Task brief => Word for word, restate the records that appear below.

Exercise materials =>
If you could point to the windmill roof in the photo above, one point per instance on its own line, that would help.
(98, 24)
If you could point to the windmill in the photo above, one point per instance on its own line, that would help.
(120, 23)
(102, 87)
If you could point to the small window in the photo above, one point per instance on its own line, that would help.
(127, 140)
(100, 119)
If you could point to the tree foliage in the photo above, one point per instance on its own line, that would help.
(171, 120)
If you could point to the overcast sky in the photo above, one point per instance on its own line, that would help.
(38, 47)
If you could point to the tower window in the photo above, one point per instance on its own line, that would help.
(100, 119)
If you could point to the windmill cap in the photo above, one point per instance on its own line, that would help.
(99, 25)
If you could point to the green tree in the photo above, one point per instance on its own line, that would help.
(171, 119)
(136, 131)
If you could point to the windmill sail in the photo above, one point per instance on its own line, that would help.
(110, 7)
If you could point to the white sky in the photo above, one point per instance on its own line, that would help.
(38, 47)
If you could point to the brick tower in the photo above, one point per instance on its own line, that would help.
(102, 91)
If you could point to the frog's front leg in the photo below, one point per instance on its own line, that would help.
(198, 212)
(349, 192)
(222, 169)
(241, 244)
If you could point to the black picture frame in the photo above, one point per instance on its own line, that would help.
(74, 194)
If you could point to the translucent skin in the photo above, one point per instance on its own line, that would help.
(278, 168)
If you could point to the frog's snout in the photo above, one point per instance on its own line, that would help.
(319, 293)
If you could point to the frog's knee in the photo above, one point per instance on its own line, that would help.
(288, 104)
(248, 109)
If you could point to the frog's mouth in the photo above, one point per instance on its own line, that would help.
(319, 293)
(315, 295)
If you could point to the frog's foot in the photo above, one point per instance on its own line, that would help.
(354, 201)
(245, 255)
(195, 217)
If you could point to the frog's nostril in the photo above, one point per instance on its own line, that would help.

Written response =>
If you could point to the windmill roof in the photo above, one point per instance on its own line, that would help.
(98, 24)
If you could point to the windmill in the photo above, one point per instance on its own line, that would help.
(120, 23)
(102, 87)
If you could point to the small window in the photo above, one point per instance on its own line, that would help.
(127, 140)
(100, 119)
If you could point to the tree foliage in the photo above, one point per instance on its own line, that would help.
(171, 120)
If you could point to the overcast sky in the photo above, one point per instance on its own line, that would help.
(38, 47)
If you could point to the tower window in the photo above, one point per instance on its own line, that would help.
(100, 119)
If you could point to the windmill cap in the photo above, one point per instance on its own line, that would help.
(99, 25)
If you could point to the green tree in the photo above, one point per instance on its own line, that would help.
(171, 119)
(136, 131)
If you could point to the windmill sail in the photo above, one point per instance on its own line, that would help.
(110, 7)
If you could point to the white sky in the photo above, one point per instance on its own line, that would help.
(38, 47)
If you could point to the brick tower in the photo above, one point per instance on its own line, that would help.
(102, 91)
If you could point to the frog's front leg in the photo below, one point per instance on its own line, that would help.
(198, 212)
(349, 192)
(222, 169)
(241, 244)
If you could point to the black picture frame in the photo above, one point per instance on its own line, that would help.
(74, 194)
If you could point to the translucent skin in the photo above, one point per instance on its own line, that would help.
(278, 168)
If you could point to the frog's snout in the photo above, one point per instance on its own line, that would help.
(319, 293)
If you could point to the frog's knee in the photo above, one point per instance on its own line, that would help.
(288, 104)
(248, 109)
If you could point to the frog's mouth in the photo above, one point per instance on its own line, that would help.
(319, 293)
(315, 295)
If you could point to the frog's foot in the photo above, one point per instance on its own line, that would help.
(354, 201)
(245, 255)
(195, 217)
If you could point to the frog's nostril in the photo above, one point per instance on its own line, that would help.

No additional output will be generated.